What to work on
Count the lines below that contain the word "negative", and reply with only that number.

··· Records supplied ···

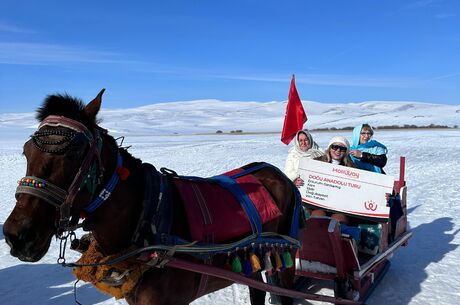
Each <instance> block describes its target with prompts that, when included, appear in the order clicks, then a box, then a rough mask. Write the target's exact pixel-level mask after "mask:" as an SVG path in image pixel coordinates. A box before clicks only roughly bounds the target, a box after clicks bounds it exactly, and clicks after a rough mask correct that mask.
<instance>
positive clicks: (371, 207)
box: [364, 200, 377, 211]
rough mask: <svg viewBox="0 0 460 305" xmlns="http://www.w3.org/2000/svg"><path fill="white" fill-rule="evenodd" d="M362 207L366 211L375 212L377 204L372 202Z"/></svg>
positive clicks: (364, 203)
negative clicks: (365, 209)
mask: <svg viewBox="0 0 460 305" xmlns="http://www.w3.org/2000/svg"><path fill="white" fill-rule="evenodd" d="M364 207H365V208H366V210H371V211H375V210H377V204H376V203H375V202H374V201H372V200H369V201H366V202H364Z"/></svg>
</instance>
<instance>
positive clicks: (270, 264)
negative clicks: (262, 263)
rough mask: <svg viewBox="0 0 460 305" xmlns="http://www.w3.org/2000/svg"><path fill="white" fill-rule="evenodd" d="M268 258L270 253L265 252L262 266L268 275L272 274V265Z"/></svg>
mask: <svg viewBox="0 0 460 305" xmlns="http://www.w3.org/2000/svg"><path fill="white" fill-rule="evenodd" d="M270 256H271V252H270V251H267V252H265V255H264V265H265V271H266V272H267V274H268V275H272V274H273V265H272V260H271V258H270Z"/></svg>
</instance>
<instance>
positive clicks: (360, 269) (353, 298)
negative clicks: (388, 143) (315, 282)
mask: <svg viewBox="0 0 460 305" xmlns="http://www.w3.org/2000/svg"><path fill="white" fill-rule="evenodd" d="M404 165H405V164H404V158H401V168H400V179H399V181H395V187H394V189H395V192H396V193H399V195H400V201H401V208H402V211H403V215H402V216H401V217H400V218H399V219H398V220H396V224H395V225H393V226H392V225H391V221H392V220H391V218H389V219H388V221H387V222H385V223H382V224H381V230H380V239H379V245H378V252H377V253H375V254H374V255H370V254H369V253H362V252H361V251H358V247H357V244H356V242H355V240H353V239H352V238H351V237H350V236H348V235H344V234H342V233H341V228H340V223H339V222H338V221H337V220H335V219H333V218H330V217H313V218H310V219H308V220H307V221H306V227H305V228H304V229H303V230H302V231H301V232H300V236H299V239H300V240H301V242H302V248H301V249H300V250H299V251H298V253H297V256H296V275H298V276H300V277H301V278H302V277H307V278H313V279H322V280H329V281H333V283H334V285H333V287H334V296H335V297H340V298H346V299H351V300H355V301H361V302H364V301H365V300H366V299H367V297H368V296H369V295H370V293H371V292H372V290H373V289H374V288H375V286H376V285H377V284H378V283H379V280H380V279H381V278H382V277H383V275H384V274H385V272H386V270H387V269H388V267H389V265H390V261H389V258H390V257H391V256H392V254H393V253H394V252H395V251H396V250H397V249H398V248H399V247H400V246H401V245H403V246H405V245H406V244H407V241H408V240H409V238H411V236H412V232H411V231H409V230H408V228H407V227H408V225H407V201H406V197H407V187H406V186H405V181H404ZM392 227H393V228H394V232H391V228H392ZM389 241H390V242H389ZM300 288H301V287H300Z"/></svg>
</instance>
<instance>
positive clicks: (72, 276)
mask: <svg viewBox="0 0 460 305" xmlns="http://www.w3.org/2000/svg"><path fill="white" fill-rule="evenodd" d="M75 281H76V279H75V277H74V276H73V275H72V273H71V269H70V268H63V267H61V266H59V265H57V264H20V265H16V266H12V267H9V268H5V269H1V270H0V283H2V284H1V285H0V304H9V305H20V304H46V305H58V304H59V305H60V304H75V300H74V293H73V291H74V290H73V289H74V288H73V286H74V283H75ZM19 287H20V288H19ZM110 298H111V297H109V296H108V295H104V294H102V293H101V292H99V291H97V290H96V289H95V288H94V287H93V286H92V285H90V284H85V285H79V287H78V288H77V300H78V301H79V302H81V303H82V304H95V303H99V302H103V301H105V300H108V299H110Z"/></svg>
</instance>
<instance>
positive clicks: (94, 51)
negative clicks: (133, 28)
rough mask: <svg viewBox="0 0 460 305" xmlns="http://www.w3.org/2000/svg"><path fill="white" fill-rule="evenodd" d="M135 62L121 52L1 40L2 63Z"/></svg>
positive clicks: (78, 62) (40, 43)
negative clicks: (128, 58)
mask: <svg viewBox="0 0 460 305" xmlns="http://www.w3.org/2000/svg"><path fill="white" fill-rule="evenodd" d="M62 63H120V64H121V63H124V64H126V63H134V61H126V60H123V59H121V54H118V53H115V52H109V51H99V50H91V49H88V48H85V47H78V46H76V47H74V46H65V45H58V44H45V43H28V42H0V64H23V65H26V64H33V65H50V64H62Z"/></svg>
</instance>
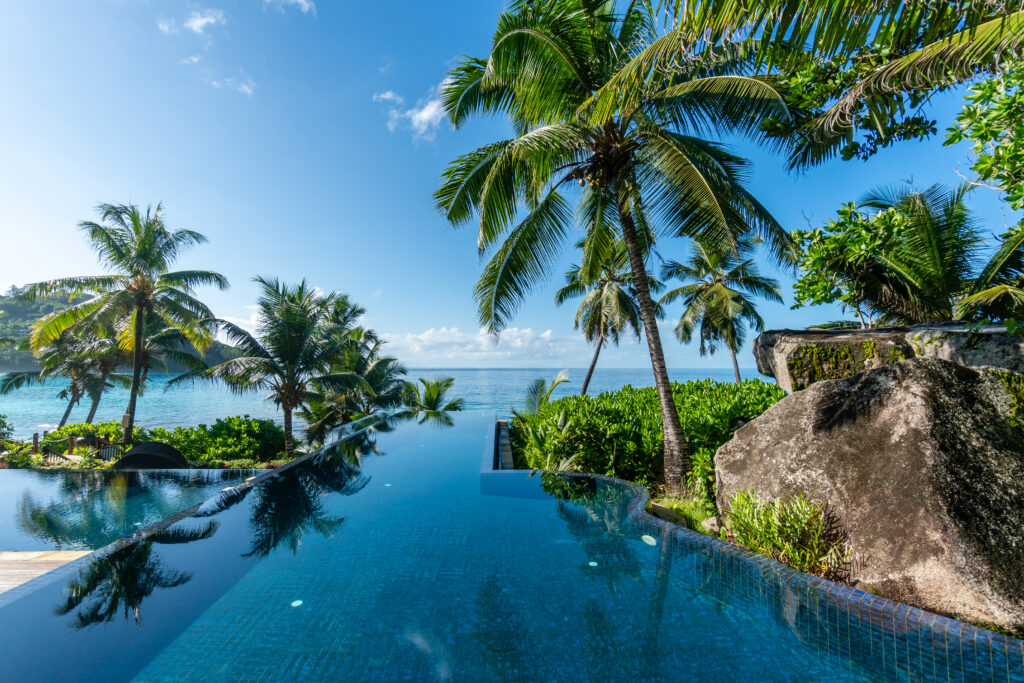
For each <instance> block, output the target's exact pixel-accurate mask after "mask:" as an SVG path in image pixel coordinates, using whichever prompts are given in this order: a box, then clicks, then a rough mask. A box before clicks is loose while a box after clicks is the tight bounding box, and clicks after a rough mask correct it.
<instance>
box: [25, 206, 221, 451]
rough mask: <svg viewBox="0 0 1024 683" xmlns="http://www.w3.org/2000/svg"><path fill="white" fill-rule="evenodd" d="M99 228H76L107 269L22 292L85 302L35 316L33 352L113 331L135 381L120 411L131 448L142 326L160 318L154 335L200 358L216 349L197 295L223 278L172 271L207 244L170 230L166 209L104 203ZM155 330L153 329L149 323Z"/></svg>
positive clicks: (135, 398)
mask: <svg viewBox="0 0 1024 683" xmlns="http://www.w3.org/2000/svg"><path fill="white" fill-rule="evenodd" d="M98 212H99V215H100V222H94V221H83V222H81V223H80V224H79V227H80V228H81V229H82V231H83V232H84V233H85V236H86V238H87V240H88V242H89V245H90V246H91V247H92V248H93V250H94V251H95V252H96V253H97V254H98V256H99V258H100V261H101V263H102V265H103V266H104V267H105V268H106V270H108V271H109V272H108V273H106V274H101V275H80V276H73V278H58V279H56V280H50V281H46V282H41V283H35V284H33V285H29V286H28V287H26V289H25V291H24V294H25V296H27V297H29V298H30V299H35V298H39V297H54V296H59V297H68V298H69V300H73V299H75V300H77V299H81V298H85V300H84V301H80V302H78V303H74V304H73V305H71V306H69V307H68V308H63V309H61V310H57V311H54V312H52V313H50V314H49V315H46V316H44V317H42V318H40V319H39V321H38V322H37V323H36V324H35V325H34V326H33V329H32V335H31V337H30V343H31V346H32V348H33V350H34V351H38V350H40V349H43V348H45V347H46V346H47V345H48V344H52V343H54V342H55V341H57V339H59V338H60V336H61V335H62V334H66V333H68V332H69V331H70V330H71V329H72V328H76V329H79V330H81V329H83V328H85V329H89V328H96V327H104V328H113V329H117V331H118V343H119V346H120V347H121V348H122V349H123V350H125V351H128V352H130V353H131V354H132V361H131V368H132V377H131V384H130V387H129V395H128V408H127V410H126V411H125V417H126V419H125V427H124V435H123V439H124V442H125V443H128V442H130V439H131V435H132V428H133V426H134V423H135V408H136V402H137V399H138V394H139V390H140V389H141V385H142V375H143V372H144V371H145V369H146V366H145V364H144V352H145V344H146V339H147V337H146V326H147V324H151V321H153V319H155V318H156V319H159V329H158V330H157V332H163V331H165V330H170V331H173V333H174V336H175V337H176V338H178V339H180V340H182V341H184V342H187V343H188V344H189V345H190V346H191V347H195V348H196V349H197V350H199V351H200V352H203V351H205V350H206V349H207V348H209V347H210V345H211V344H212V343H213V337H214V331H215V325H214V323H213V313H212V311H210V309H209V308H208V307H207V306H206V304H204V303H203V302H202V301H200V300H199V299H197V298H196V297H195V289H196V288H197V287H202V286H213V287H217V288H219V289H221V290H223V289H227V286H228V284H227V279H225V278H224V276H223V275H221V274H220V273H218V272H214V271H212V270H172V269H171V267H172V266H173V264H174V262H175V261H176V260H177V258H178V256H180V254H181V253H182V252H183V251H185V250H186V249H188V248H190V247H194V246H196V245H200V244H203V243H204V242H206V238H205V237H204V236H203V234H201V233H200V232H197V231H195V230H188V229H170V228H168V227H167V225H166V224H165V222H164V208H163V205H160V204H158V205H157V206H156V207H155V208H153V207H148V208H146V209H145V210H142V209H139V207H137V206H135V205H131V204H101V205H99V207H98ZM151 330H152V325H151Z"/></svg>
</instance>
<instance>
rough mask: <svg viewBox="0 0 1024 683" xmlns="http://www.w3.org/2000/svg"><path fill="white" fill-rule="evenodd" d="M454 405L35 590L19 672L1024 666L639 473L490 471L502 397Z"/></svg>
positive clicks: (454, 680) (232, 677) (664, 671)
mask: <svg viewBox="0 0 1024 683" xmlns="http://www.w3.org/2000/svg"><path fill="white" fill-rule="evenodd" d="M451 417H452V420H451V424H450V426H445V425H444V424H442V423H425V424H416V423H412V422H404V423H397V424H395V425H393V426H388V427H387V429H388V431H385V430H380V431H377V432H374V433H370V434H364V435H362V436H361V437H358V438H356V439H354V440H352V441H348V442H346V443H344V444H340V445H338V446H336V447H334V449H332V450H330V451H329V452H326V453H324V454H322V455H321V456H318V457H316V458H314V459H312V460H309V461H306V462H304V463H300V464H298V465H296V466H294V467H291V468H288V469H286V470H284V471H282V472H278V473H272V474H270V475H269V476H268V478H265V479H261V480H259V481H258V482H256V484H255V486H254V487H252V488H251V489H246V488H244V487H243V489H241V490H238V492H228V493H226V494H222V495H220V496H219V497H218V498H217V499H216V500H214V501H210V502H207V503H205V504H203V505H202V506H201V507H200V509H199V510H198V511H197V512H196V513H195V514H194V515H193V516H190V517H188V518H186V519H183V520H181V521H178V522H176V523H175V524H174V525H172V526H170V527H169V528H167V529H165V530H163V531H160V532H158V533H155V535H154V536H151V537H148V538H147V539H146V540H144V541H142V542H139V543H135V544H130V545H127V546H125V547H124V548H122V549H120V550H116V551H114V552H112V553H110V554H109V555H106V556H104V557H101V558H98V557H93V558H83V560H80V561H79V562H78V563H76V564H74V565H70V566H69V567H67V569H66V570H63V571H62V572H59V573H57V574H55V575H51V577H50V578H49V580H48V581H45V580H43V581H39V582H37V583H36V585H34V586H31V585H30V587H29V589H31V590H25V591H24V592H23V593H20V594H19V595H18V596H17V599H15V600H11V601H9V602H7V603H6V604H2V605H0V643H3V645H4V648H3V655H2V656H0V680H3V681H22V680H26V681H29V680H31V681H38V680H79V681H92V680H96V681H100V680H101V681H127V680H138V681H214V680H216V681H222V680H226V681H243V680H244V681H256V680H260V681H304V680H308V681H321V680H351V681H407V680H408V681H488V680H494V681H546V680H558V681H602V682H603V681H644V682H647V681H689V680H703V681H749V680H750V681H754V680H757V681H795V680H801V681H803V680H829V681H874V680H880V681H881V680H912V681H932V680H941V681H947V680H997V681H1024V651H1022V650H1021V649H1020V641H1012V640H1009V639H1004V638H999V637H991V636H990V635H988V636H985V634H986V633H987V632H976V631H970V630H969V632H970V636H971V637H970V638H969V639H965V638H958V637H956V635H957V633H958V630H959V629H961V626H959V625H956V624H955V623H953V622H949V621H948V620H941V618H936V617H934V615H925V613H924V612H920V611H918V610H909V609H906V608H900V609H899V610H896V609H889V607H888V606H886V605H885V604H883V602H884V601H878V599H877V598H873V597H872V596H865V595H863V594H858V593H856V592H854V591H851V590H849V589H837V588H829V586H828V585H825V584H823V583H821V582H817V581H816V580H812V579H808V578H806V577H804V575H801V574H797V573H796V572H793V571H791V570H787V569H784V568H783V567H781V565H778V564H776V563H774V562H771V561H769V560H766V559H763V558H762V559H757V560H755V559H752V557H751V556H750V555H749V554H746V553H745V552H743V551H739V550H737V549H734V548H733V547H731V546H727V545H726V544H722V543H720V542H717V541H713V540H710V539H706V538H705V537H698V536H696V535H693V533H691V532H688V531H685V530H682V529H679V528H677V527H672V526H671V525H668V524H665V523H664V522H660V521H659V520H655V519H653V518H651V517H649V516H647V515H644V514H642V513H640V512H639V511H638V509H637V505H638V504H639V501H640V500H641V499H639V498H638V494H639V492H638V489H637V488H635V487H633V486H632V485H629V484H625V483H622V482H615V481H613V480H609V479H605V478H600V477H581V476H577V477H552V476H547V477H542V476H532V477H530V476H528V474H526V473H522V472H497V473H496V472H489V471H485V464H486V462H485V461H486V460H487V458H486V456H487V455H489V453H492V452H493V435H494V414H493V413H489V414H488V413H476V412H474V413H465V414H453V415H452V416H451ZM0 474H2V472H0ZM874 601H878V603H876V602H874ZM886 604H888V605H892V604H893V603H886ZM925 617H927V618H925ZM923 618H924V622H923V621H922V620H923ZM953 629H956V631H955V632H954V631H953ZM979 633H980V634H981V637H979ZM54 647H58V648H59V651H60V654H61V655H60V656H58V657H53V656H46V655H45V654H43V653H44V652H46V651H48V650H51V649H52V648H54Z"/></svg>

···

Response for this exercise
5